What is being asked
Continue the recollection of growing up among the after-effects of the Second World War from the point where it stops.

Extract
··········

Many compare the pandemic with the Second World War. When I was born in 1952, food rationing was still in place. Many other after-effects of the war were common. As I grew up, a short bus ride from home you would go past large bombsites. The two I vividly remember were around St Paul’s Cathedral and the Vauxhall end of Wandsworth Road. Many Londoners and those from other heavily-bombed cities in my age group will have their own memories. This was the visual reminder of where we were coming from as a country.

As the pandemic eases, we will not have such landmarks to anchor our progress. The invisible effects will be with us for some time. The invisible effects of the war were present in my childhood.

I went through school with a boy who had a twitch. His father had spent several years as a prisoner of war. He felt that it was his duty to ‘play up” so the Germans had to employ more guards who could not be on the frontline. He had many spells in the punishment block.

One day at secondary school, the boy was looking particularly tired and drawn. I queried his well-being. He responded: “Dad has had a few bad days”. In the early 1960s what went on behind front doors remained behind front doors.

The children, a couple of doors down the road, frequently came to our house after school. Their mother was often an in-patient in a local institution. She was eventually cured, but by then the children were adults. The mother had been trapped in a house that was destroyed in a bombing raid. Her inner ear was damaged. She constantly heard noises that took her back to being trapped in that house. An operation on her ear solved her ‘mental health’ problems.

··········

Stored data
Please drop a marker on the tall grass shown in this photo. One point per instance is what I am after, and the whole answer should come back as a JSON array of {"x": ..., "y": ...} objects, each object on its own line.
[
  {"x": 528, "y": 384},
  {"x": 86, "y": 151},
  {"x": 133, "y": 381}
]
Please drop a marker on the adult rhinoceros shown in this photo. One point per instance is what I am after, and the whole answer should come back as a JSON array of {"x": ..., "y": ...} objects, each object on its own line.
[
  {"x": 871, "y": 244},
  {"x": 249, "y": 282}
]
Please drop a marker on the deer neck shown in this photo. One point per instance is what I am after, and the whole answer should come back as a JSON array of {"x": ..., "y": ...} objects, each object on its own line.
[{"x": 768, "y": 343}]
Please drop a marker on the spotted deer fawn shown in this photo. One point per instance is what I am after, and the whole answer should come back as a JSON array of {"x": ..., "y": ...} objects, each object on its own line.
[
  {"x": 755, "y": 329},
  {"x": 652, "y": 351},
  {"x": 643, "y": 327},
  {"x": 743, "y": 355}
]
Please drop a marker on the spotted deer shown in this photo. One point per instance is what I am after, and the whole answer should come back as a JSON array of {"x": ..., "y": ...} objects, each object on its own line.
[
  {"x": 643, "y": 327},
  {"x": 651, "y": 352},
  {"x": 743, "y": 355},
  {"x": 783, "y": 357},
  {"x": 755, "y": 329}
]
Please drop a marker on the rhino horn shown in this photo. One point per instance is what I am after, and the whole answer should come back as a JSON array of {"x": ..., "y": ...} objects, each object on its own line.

··········

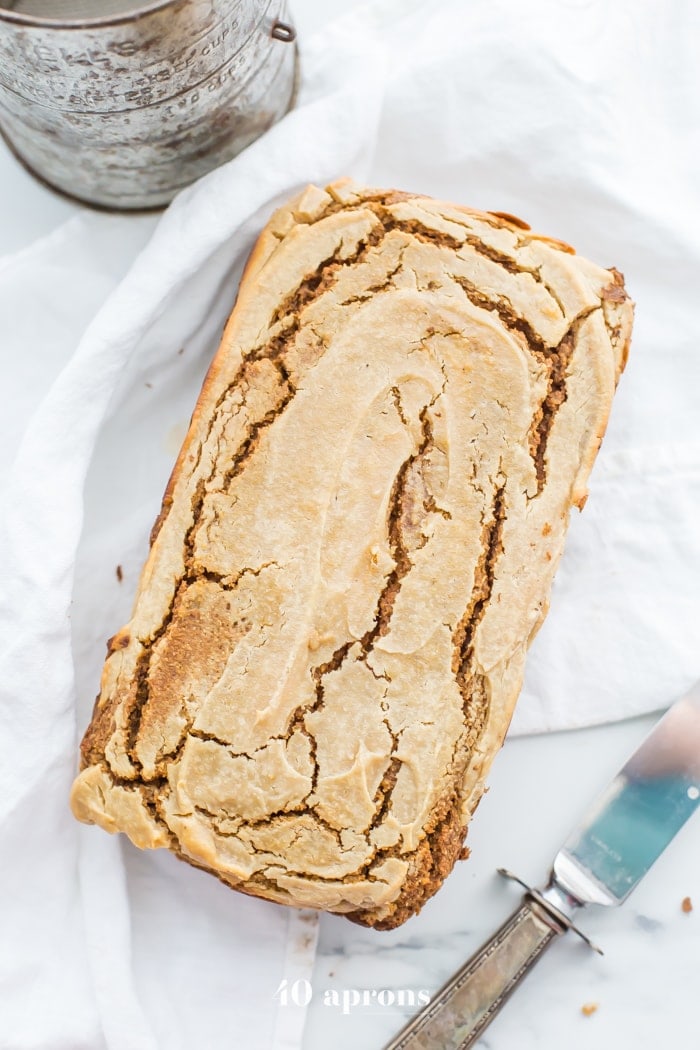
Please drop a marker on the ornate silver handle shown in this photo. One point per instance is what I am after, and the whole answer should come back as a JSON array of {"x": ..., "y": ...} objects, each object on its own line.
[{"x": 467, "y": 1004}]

··········

Result for this task
I could go on. An uncle who was rescued off the beach at Dunkirk, had most of the shrapnel removed from his body, and six months later was sent to Burma. Soon afterwards he was captured by the Japanese. In company, he was the life and soul of the party but in a one-to-one situation he was completely different, withdrawn and difficult to engage with.

The effect of the pandemic will be long-lasting. I hope that nursing sister on the television news and many of her colleagues receive the support she and they need, and the pandemic has not taken too much toll on them.

The invisible effect of the pandemic will be far-reaching. The 100,000-plus deaths it has caused, means over 100,000 families that have not been able to grieve properly.

In addition, there are those non-Covid deaths where funerals have been restricted. February 2020 is the pre-pandemic benchmark for economic performance. Twelve months on and the economy could be more than 10% smaller.

There are those who have been on a payroll but have not worked for 12 months as a result of being furloughed. Surveys indicate 30% of households are worse off than they were in February 2020. Some households have gone through a significant financial shock. We have not seen the peak in unemployment. Some businesses, especially small ones, will not return from lockdown with bad consequences for their employees who currently consider themselves to be in employment.

We are all aware of the correlation between money problems and mental health. Health workers, carers, teachers, delivery workers and shop workers have all continued to work throughout the pandemic. I was recently talking to a supermarket shelf stacker. She was convinced that being exposed eight hours a day to customers, some of whom did not follow the distancing and health guidance, meant it was inevitable she was going to get the virus. She was living in fear.

The economy will take time to rebase and rebuild, in the meantime causing more financial strain on those who have been worse affected. The mental scars may take a lot longer to repair.

After the Second World War many who were suffering from the stress of their experiences were locked away. Fortunately, we have moved on from those days.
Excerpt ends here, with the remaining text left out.